━━ SELECTED TEXT ━━

When Atlanta Public Schools Nutrition Director Dr. Marilyn Hughes came to the district her vision was to create a nutrition program that connected the cafeteria, the classroom and the community.
More than a decade later that vision is a reality at a number of schools throughout the district, including Mays High School, where its teachers and students have established one of the state’s top agriculture clubs. The concept of healthy living is infused into the school culture through its participation in the United States Department of Agriculture’s (USDA) “Farm to School” program. The national initiative is designed to help schools provide access to fresh, organically grown food for students and their communities.
Last week, USDA Under Secretary Kevin Concannon stopped by to tour Mays’ greenhouse and aquaponics classroom, where fresh fish (tilapia) and vegetables are raised and grown, and the school cafeteria, where the food is prepared and eaten. He left very impressed.
“We want to change the image of the urban food program,” Dr. Hughes said. “We want to broaden it so that we constantly make that connection between the cafeteria, the classroom and the community. We want people to think of our communities as places where you eat, work and live a healthy lifestyle. In order for it to be sustainable, we have to have collective ownership by the students, teachers and the community.”
At Mays, all three groups have bought in. Students have created one of the state’s top agriculture clubs, teachers are infusing agriculture and “green living” concepts into their lessons, from science to social studies and history, and the community is involved as well.
“We have a lot of people who walk on our campus for exercise and they’ll pick things from our traditional garden,” said Sydney Stepney, a senior and participant in the Governor’s Honors Program for Agricultural Sciences. “It’s important that we get back to eating natural foods.”
Sydney said she is inspired by wanting to discover alternative ways to treat debilitating diseases like dementia, which her grandmother is battling now.
“She takes so many pills and I just don’t like it,” Sydney said. “I think all of the diseases that are prevalent in our community, like dementia, diabetes, high blood pressure, are all linked to the foods we eat.”
Sydney, who has been accepted by the University of Kentucky and is in the running for a Posse Scholarship from Texas A&M University, plans to major in nutrition and exercise physiology, open a fitness center that will include and utilize an urban garden, and create her own natural multi vitamin.
The school’s agriculture club and “Farm to School” program are designed to produce more students like Sydney who may be able to take advantage of the country’s “green” movement and the growing popularity of organically grown and raised food.
Mays Assistant Principal Dr. Wardell Hunter and Instructional Coach Hajj Womack spoke with United States Congressmen John Lewis and David Scott about the importance of agriculture in schools. Both said they are working on legislation that promotes making college scholarship funds available for students majoring in agriculture.
“It’s something that Republicans and Democrats can get behind,” Womack said. “Agriculture is very important to our country, and it would provide excellent opportunities for our students.”

━━━
━━ INFORMATION ━━

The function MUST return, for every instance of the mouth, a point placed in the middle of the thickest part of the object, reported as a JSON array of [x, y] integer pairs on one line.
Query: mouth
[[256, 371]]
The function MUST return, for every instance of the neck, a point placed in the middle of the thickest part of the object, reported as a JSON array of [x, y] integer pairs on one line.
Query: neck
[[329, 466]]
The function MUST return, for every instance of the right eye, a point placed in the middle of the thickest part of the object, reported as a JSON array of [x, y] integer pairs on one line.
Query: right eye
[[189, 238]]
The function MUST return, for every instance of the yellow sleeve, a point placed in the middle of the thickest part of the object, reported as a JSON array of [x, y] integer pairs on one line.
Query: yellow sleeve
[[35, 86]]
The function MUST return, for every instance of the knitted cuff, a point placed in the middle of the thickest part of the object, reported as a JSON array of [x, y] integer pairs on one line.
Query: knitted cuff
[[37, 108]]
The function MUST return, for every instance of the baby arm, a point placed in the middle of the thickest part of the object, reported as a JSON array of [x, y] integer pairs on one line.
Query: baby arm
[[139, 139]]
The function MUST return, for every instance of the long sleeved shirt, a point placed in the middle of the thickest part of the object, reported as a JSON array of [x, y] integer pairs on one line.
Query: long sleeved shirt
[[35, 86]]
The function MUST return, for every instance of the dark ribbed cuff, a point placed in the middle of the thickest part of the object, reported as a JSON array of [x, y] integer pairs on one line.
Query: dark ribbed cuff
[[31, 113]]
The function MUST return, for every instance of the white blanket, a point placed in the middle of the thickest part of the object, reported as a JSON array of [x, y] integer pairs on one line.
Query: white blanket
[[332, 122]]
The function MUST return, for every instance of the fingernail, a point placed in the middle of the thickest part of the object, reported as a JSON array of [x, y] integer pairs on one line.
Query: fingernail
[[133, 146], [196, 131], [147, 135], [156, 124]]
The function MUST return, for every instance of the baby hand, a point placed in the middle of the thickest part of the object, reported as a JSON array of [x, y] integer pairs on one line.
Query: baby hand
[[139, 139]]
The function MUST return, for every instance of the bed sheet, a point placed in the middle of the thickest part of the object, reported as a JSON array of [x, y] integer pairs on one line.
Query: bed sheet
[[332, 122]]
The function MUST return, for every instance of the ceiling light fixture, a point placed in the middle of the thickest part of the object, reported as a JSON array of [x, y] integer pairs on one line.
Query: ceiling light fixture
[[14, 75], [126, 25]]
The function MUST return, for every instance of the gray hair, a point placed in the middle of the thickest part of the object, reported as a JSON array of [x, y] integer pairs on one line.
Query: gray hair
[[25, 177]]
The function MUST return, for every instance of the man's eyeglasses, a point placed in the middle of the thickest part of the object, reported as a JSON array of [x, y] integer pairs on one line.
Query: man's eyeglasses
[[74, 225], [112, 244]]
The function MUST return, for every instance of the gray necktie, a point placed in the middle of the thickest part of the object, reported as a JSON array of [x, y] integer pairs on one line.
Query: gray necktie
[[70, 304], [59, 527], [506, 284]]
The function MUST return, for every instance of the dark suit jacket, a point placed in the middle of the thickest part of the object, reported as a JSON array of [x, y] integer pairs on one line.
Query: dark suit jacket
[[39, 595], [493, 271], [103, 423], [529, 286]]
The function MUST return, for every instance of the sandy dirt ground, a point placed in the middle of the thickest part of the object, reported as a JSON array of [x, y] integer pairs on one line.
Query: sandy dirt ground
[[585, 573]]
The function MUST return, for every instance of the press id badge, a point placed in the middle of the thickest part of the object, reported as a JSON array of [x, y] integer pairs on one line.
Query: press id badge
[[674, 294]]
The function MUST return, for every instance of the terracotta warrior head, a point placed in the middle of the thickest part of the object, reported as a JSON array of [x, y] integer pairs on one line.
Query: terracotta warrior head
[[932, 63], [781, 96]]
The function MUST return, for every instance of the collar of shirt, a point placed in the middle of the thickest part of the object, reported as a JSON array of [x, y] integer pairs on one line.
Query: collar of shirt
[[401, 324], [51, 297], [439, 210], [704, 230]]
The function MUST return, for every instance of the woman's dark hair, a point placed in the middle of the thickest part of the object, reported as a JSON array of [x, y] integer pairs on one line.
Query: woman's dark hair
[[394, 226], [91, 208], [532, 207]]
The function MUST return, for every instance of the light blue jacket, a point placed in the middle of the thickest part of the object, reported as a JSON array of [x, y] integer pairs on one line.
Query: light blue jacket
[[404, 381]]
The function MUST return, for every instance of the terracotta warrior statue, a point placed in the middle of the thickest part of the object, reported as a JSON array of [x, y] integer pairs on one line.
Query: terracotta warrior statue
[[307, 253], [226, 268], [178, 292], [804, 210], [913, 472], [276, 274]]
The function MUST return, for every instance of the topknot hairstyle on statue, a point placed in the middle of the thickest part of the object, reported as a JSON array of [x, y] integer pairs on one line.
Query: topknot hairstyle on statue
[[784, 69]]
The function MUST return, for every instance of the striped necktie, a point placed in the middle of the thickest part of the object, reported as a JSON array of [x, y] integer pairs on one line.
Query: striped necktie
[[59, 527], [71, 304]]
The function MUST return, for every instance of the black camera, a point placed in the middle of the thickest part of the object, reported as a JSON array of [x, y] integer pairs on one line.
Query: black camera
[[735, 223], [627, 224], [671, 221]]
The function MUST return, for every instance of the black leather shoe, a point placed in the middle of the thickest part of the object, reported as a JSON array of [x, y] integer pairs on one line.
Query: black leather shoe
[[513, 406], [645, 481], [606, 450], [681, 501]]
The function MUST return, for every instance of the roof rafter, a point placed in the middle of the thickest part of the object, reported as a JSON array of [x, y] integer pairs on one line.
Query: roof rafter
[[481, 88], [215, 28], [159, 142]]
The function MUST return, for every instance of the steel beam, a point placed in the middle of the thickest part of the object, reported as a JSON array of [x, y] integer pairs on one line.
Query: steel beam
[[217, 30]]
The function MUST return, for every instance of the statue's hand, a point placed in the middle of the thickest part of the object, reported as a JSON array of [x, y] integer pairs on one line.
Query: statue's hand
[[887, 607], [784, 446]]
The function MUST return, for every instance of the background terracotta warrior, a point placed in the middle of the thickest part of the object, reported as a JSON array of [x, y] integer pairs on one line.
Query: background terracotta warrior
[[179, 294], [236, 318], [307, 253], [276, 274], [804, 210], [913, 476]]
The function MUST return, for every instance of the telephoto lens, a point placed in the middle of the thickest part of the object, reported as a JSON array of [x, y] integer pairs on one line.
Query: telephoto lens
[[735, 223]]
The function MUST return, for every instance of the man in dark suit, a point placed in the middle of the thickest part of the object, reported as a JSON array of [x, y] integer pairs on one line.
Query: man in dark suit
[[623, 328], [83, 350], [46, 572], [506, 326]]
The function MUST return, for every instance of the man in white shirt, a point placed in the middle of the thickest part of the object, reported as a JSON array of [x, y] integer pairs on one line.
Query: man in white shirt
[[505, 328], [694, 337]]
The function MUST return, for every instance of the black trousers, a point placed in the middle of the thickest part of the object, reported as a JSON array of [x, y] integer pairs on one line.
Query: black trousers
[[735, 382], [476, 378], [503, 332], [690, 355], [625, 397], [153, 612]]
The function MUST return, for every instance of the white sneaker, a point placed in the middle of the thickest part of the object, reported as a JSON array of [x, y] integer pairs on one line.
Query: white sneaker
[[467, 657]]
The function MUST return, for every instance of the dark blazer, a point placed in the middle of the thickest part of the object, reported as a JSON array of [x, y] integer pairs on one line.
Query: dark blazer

━━━

BRIEF A: Reproduce the part of the Mays High School article that opens with the words containing "Sydney, who has" and closes with "and raised food.".
BRIEF B: What does the Mays High School article report, summed up in two sentences?
These records have no connection to the text.

PROBLEM SOLUTION A:
Sydney, who has been accepted by the University of Kentucky and is in the running for a Posse Scholarship from Texas A&M University, plans to major in nutrition and exercise physiology, open a fitness center that will include and utilize an urban garden, and create her own natural multi vitamin.
The school’s agriculture club and “Farm to School” program are designed to produce more students like Sydney who may be able to take advantage of the country’s “green” movement and the growing popularity of organically grown and raised food.

PROBLEM SOLUTION B: At Mays High School in Atlanta Public Schools, one of the state's top agriculture clubs and the USDA's "Farm to School" program build healthy living into the school culture, reflecting Nutrition Director Dr. Marilyn Hughes's vision of connecting the cafeteria, the classroom and the community. USDA Under Secretary Kevin Concannon toured the school's greenhouse, aquaponics classroom and cafeteria and left very impressed, and the program is designed to produce more students like senior Sydney Stepney, who plans to major in nutrition and exercise physiology.